§ **Job a**
List every line in the entries below that contains the string "wall". Case counts.

*** Quoted text ***

Leo, my cat, would not stop crying. I can take a little kitty whine here and there, but he had literally been on a roll for the last three days nonstop. Last night he wouldn’t let me fall asleep for hours, then he woke me up in the middle of the night, then he woke up this morning—a wail ten times more obnoxious than my alarm. 
Rowr, rowr, rowr, rowr, rowr, rowr, rowr.
Over and over and over. For hours.
I knew what he wanted. He wanted to go outside but I wouldn’t let him. There’s a ton of feral cats out there and these guys are raggedy, scarred and tough. I’ve seen one of the tabbies, who’s missing an eyeball, literally leap up a 6ft. fence, no problem—20-pound Leo can barely jump up the bed. The poor guy doesn’t stand a chance against them. It’d be like throwing Steve Erkel into a bar full of Crips. “You’re not going outside!” I yelled at him. I was trying to relax on the couch but his crying was making me slightly delirious. Maybe because I felt like crying too…
A couple months ago, I met a writer at an open mic in the city. After amazing conversation, she asked to see some of my work. I couldn’t believe it. Me? Send my writing to her—an established, renowned writer?! I polished several of my stories mercilessly: reading and re-reading them until there was not a single detail I could think of to edit. When the ‘message sent’ popped up on my screen, I felt like I’d just run a hundred mile marathon. And indeed, my brain had.
I wasn’t bummed when I checked my email 14 times a day those first two days with no response. She was busy, I told myself. She had a life. I checked my email profusely for a week and two weeks after, even running to the computer to see if I’d missed any messages those 4 minutes I’d escaped to the bathroom. I politely sent another email weeks later as a follow-up, and offered to re-send my work if I had not done it correctly. More time passed: nada. Was I that bad a rookie that I did not even deserve a response? Or did she just get swallowed up in a blizzard that spit her back out in the Bermuda Triangle?
I was bummed but not broken as I excited myself over my next possibility. A local paper was looking for queer-themed short stories to publish. I spent an entire afternoon scripting my synopsis about the stories I’m working on, a brief bio as requested, even including a link to my blog. I haven’t heard back from them. I won’t hear back from them. In the writer’s world, an acknowledged rejection is diplomatic. All other forms of it usually come as nothing at all.
Leo was crying louder than ever. His whole mouth opened wide as he shouted his one desperate request in my face: ROWR!

*** Dataset records ***

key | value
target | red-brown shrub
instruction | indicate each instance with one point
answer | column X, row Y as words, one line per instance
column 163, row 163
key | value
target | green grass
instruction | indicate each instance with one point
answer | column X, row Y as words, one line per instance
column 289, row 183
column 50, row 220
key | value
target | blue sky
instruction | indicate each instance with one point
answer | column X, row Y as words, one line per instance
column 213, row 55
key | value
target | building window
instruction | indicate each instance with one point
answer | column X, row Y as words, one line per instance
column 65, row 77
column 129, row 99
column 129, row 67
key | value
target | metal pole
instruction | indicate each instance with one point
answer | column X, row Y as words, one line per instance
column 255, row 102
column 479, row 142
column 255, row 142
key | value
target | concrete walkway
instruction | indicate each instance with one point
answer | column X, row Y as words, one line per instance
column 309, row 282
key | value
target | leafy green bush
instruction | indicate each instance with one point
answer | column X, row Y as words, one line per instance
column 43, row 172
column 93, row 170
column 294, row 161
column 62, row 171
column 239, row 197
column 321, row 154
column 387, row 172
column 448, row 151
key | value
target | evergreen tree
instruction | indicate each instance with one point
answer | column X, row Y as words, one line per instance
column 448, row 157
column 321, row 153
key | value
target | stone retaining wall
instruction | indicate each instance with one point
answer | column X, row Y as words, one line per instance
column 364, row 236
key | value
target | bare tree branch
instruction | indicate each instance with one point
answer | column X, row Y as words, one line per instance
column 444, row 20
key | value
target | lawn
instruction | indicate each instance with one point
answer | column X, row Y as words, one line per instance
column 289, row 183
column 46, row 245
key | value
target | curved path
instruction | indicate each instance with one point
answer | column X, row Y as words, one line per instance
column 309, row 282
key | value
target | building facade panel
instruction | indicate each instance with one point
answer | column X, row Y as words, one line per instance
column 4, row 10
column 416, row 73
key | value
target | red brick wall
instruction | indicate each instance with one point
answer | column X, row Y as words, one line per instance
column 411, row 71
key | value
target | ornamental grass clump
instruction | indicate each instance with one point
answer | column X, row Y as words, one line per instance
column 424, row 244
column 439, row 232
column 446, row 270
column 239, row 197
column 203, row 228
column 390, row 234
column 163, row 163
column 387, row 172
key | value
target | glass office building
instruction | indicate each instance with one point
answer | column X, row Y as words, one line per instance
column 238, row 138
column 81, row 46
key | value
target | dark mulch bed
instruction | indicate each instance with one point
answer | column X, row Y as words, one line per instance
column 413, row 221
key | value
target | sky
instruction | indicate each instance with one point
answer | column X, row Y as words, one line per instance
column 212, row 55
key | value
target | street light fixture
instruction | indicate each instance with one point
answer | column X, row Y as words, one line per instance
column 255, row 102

***

§ **Job b**
Restate word for word the stretch of the piece about Leo the cat above, starting at "I was bummed" and ending at "nothing at all.".

§ **Solution a**
target | stone retaining wall
target | red brick wall

§ **Solution b**
I was bummed but not broken as I excited myself over my next possibility. A local paper was looking for queer-themed short stories to publish. I spent an entire afternoon scripting my synopsis about the stories I’m working on, a brief bio as requested, even including a link to my blog. I haven’t heard back from them. I won’t hear back from them. In the writer’s world, an acknowledged rejection is diplomatic. All other forms of it usually come as nothing at all.